### TASK REQUIREMENTS:
#1 Print a passage from the grand jury article word for word, beginning at the words "Bradley Manning has" and ending after "he be executed.".
#2 According to the grand jury article, what makes Alexandria an especially fortuitous venue for the prosecutors?

## begin SUPPLIED TEXT

By Richard Raznikov / The Rag Blog / July 6, 2011
Once upon a time, the grand jury was a safety device, a mechanism through which members of a community, behind closed doors, could review the evidence being gathered by a prosecutor and ensure that the rights of the individual were protected.
Predictably, humans being what we are, this intention was long ago subverted when prosecutors discovered that grand juries could be brought to do pretty much anything since the evidence they see is controlled by the state and the targets of the state have no lawyers present to help them.
The Obama government has empaneled a grand jury in Alexandria, Virginia. Since it might have chosen any venue, Alexandria is especially fortuitous for the prosecutors because its population has the highest concentration of government employees in the nation.
Obama is going after Bradley Manning, the Pfc. accused of leaking documents, including the infamous video of U.S. soldiers aboard an Apache attack helicopter joyously committing murder, to Wikileaks, and his Justice Department is using this grand jury to do it.
The U.S. government doesn’t want the American people to know what it’s doing. That is perfectly understandable since much of what it is doing won’t stand the light of day.
Bradley Manning has been in custody, without official charges and without being given any of the ordinary rights of an accused, for more than a year. Much of that time was spent at Quantico, Virginia. He was recently moved to Leavenworth, Kansas. The conditions of his imprisonment have been condemned as torture and as a violation of international law by Amnesty International and other such organizations. It is quite plain that the Obama government’s policy has been to destroy him psychologically since it cannot break him lawfully.
I have no idea whether Manning was the main source of the treasure trove of "secret" documents Wikileaks has been releasing. Whoever did this is a hero to the human race. In the U.S., however, rattle-brained pols such as Mike Huckabee are calling him a traitor and demanding that he be executed.

## end SUPPLIED TEXT
## begin PROVIDED RECORDS

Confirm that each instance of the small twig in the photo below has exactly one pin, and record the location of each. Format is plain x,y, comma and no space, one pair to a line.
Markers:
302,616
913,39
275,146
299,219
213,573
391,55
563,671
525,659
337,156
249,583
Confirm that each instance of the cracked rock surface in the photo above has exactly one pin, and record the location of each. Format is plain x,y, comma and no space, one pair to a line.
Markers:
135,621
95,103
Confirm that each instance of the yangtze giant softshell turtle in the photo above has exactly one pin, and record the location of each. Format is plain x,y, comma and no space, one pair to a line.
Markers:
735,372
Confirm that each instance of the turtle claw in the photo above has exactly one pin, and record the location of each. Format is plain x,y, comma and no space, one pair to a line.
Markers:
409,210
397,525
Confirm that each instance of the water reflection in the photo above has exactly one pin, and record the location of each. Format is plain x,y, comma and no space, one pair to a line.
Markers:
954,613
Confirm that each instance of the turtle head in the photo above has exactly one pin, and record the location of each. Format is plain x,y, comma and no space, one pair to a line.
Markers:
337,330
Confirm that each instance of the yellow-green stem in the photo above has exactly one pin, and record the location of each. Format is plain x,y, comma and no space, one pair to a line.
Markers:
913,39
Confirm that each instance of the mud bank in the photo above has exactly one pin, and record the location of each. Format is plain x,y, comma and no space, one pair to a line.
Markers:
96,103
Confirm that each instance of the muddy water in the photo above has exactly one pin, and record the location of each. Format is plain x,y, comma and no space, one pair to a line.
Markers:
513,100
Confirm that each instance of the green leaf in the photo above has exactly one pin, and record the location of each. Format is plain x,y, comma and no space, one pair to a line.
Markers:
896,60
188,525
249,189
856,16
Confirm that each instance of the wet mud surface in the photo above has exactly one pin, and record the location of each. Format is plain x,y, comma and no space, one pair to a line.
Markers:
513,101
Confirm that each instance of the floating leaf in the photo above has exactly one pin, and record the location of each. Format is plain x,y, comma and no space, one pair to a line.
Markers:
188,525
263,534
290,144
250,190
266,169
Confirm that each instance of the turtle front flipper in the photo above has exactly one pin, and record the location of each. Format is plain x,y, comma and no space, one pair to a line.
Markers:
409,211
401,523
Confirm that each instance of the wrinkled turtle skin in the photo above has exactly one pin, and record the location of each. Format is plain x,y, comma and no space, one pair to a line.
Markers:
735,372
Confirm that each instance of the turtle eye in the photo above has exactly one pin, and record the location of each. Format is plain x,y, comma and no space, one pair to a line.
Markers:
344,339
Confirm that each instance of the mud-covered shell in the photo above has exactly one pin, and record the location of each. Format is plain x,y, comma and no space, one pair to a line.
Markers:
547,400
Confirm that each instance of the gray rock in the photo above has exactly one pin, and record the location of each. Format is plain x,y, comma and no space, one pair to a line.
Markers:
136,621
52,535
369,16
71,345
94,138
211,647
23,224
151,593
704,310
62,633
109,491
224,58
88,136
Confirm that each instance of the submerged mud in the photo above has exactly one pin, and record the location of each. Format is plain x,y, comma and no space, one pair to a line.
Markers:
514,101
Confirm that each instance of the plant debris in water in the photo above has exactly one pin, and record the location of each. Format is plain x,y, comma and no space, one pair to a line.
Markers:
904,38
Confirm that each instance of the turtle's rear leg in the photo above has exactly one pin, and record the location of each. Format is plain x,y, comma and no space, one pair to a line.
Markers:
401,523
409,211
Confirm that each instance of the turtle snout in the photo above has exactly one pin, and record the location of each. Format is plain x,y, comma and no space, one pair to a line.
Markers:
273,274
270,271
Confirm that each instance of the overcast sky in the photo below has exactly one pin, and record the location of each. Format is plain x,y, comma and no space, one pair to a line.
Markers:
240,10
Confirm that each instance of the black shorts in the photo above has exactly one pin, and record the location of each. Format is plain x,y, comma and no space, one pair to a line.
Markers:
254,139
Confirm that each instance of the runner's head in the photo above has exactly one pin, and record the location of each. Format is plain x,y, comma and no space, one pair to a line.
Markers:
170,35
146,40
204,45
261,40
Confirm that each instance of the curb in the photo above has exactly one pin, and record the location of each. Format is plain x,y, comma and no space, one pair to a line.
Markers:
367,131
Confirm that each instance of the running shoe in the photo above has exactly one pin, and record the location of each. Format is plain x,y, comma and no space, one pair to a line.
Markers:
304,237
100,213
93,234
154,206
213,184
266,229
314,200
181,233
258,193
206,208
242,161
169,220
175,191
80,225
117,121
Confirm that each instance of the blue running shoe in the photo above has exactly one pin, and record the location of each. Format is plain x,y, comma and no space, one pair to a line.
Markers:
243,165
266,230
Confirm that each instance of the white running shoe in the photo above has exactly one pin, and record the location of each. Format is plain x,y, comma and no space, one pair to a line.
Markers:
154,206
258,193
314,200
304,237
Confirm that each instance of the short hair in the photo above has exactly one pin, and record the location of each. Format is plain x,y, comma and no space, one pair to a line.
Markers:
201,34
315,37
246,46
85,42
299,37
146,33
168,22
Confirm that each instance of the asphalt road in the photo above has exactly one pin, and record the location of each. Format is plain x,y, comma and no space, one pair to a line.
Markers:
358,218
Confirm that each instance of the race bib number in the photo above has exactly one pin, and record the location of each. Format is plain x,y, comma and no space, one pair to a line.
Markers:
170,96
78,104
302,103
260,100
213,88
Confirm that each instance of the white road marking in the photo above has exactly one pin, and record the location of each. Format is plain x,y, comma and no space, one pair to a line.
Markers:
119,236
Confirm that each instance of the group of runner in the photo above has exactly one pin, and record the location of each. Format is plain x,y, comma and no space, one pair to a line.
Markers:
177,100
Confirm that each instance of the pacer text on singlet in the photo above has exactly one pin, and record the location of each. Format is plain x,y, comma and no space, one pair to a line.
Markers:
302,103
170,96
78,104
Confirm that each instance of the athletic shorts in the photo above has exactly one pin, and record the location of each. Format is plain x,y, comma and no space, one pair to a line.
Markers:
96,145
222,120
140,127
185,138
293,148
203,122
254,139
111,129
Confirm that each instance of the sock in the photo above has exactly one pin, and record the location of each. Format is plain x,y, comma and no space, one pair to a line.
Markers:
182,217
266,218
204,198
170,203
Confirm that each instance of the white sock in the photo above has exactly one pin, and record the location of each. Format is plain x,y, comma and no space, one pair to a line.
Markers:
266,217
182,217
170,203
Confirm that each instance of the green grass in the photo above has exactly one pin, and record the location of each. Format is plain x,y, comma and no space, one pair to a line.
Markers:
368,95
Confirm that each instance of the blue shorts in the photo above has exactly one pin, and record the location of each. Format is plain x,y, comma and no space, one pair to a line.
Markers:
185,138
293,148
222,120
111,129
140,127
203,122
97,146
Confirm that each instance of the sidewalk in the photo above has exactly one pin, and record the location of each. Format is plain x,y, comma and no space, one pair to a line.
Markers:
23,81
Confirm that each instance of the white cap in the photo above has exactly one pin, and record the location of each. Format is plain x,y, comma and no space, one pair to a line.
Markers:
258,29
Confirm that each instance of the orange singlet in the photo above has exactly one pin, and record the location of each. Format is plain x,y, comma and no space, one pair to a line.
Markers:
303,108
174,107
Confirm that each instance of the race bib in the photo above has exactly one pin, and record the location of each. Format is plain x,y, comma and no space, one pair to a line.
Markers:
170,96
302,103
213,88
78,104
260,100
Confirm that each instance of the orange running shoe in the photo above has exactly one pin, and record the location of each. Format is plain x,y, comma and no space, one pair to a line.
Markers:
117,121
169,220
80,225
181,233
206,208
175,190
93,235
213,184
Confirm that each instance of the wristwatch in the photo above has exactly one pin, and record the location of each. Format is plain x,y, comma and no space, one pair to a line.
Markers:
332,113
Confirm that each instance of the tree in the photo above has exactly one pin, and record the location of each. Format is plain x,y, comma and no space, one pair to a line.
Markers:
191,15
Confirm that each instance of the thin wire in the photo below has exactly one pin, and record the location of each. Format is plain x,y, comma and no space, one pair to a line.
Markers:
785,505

## end PROVIDED RECORDS

### EXPECTED OUTPUTS:
#1
Bradley Manning has been in custody, without official charges and without being given any of the ordinary rights of an accused, for more than a year. Much of that time was spent at Quantico, Virginia. He was recently moved to Leavenworth, Kansas. The conditions of his imprisonment have been condemned as torture and as a violation of international law by Amnesty International and other such organizations. It is quite plain that the Obama government’s policy has been to destroy him psychologically since it cannot break him lawfully.
I have no idea whether Manning was the main source of the treasure trove of "secret" documents Wikileaks has been releasing. Whoever did this is a hero to the human race. In the U.S., however, rattle-brained pols such as Mike Huckabee are calling him a traitor and demanding that he be executed.

#2 Its population has the highest concentration of government employees in the nation.